──────── Data for this exercise ────────

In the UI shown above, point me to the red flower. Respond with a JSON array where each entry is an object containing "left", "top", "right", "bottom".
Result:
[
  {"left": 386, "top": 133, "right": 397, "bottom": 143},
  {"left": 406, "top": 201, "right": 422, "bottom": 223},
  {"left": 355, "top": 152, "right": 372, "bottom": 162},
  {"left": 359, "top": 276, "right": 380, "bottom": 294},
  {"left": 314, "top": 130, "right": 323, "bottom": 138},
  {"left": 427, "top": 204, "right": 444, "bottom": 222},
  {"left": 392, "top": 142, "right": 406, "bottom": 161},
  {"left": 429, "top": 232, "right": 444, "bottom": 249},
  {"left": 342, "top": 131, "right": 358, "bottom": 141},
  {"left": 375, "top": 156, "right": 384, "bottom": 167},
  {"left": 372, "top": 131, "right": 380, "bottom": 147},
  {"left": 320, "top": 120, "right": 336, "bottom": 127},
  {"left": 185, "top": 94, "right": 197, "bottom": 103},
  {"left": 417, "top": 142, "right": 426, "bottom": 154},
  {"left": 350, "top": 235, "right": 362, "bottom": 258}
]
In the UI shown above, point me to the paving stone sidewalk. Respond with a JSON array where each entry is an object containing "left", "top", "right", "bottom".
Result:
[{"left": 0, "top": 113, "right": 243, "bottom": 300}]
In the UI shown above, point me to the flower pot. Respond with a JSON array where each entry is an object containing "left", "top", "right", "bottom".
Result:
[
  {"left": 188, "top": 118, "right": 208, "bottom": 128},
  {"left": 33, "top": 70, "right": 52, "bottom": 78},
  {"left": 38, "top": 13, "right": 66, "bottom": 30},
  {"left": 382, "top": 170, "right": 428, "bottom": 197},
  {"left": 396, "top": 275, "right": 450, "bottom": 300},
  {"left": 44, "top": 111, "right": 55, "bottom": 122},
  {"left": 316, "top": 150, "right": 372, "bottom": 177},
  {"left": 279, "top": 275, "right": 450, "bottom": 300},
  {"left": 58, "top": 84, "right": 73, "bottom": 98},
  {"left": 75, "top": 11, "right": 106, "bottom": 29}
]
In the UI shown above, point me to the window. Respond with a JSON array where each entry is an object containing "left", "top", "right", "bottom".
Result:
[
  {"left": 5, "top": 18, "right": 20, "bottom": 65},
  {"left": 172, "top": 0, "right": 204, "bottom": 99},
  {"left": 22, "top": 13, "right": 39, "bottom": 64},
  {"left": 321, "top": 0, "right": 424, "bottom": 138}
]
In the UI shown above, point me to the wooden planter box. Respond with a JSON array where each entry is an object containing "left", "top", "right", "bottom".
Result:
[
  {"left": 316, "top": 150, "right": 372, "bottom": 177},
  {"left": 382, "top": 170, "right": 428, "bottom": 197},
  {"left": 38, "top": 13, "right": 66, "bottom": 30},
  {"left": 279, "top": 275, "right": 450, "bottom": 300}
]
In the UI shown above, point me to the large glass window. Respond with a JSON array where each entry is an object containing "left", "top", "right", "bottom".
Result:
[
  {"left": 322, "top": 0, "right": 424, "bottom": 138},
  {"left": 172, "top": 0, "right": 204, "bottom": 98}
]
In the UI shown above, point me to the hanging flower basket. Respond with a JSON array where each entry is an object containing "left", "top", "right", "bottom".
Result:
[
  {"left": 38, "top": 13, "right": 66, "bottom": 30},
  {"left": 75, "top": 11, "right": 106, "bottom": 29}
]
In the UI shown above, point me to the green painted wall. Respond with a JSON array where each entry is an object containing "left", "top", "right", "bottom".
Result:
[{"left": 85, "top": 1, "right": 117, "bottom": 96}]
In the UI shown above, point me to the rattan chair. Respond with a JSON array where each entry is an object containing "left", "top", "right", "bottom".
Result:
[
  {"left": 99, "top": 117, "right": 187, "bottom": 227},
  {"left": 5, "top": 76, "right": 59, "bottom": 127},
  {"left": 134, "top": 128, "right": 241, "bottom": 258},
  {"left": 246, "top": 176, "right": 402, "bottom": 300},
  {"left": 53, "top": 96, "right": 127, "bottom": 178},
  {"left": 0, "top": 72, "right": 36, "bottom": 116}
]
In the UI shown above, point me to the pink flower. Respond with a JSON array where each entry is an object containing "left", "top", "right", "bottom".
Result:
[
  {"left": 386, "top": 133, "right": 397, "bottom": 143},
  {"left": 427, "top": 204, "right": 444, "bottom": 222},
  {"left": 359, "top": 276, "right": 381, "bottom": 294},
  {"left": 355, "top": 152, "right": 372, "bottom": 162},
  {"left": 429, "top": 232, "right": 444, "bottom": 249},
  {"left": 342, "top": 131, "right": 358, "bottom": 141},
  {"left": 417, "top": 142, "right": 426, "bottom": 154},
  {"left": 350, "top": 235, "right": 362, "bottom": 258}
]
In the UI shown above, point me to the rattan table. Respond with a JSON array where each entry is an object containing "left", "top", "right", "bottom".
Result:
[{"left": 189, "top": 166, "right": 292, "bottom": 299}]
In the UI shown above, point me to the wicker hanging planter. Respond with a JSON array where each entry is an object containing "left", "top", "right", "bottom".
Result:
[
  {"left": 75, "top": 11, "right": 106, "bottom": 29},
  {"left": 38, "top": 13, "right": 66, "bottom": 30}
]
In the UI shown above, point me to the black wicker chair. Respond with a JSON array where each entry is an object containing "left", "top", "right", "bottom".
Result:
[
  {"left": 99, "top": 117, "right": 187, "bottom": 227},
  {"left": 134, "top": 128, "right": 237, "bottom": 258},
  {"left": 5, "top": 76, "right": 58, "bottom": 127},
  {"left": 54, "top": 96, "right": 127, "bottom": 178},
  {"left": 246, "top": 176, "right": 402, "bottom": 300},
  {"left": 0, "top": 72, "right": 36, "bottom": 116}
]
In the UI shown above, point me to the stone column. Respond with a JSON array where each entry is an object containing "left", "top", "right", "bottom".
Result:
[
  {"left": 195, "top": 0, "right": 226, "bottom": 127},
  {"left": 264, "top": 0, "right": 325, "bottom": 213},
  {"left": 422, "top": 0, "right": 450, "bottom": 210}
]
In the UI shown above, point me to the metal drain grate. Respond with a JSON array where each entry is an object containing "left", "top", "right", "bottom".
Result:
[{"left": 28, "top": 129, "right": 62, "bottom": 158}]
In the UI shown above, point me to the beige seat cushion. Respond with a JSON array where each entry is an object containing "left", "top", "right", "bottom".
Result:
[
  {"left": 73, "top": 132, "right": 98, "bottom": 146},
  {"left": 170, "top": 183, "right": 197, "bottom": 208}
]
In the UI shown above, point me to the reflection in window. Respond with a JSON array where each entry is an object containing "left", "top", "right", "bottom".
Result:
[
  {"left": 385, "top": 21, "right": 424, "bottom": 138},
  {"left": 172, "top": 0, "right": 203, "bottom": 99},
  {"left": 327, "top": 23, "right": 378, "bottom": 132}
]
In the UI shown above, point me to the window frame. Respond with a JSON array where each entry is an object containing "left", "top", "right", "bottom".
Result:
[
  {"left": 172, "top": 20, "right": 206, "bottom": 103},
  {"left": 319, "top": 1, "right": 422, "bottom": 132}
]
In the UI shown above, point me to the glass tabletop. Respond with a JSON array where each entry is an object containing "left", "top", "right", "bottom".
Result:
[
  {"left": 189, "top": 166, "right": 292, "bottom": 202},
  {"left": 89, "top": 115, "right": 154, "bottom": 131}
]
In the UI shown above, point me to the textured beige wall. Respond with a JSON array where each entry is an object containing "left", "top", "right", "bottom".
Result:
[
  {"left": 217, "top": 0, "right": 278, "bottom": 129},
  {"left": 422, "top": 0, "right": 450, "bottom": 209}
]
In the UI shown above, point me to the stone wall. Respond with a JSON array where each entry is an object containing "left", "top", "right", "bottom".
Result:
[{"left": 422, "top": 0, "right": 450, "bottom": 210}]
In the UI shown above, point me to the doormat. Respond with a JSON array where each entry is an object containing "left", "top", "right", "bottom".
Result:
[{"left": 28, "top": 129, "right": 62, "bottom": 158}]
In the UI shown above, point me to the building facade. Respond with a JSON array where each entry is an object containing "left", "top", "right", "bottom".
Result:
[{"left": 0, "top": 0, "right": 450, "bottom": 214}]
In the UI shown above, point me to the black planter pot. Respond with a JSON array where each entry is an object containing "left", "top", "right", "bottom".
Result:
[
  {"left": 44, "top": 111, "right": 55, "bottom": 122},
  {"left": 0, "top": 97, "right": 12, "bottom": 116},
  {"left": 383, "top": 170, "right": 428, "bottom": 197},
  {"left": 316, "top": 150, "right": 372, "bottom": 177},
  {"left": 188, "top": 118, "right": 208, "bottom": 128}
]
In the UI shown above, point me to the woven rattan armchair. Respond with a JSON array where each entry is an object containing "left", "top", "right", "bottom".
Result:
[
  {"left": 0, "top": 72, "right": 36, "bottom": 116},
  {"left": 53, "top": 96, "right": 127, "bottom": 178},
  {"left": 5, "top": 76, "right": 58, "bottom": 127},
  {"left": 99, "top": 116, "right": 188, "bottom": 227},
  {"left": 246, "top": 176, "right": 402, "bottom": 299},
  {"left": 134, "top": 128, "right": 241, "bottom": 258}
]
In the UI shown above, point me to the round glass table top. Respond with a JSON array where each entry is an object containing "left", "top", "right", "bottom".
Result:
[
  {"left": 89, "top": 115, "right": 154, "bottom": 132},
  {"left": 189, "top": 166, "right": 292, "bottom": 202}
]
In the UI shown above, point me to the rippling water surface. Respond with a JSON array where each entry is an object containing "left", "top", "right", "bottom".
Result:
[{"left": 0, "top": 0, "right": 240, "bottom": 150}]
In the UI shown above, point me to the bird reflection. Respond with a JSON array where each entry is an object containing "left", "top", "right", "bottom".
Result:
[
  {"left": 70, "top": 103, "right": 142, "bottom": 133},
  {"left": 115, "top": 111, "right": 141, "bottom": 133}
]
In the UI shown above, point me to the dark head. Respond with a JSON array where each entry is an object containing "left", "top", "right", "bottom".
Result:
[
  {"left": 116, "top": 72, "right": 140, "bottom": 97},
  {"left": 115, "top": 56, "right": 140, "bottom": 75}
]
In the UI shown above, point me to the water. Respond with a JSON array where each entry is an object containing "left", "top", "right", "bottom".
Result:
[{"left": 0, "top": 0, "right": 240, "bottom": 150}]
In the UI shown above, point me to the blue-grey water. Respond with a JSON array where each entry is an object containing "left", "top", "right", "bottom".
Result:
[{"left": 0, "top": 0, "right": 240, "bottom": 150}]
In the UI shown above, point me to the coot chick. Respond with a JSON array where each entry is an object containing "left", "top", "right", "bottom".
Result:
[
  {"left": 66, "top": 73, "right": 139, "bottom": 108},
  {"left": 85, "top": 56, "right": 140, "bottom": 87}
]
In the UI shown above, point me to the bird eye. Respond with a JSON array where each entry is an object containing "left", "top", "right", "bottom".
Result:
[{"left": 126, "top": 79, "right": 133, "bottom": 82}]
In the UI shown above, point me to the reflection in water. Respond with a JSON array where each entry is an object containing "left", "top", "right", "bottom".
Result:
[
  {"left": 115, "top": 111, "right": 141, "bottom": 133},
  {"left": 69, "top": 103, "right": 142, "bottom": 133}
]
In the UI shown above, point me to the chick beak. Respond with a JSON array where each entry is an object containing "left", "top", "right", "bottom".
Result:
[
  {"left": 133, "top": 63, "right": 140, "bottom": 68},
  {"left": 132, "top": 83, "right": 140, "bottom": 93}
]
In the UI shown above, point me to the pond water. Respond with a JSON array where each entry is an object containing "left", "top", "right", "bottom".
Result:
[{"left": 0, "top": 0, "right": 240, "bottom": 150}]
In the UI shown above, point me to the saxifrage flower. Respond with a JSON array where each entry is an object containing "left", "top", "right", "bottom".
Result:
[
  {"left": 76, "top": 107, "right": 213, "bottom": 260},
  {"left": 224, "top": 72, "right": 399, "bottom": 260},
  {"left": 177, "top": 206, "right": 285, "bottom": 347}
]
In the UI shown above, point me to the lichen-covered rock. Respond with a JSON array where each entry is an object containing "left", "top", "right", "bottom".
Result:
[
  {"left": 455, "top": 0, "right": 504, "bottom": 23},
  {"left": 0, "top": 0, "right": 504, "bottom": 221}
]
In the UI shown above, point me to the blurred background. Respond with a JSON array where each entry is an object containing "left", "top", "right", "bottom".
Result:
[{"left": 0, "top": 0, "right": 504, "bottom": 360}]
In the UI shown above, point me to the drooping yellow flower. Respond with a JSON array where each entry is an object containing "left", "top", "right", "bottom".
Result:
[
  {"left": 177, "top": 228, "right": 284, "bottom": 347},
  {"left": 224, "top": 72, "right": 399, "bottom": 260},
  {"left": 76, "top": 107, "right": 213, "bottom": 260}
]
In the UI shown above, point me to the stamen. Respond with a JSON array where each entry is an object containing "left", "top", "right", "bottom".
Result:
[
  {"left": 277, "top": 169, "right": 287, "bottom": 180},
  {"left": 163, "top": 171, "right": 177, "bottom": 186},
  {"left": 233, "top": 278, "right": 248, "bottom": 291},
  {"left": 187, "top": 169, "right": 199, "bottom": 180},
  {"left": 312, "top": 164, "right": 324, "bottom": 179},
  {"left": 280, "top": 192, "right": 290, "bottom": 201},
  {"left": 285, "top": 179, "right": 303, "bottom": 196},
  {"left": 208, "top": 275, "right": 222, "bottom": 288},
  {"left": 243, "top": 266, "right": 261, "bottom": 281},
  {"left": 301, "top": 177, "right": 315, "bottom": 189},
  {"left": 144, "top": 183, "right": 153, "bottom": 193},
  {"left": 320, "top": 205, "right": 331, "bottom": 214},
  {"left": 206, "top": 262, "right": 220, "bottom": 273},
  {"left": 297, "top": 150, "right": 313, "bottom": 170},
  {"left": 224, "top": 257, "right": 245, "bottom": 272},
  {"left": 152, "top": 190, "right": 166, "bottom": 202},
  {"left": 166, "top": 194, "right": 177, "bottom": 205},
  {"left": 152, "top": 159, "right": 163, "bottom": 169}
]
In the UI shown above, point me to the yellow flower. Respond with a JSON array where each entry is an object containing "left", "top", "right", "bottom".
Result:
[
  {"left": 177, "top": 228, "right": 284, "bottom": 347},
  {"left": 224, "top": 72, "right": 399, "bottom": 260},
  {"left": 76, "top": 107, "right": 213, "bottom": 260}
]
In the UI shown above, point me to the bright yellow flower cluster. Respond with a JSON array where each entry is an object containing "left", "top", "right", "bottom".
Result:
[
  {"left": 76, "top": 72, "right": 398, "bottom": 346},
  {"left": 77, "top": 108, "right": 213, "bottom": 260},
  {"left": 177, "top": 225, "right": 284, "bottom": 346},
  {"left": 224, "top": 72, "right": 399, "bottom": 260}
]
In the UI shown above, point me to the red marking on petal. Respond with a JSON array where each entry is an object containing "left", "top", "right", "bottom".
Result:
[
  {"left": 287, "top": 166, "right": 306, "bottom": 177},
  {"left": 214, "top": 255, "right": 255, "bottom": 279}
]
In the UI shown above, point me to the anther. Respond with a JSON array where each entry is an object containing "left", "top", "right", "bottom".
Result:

────────

Task to complete:
Report how many lines in the rows above contain the word "bird", and give only that number.

Exercise output:
2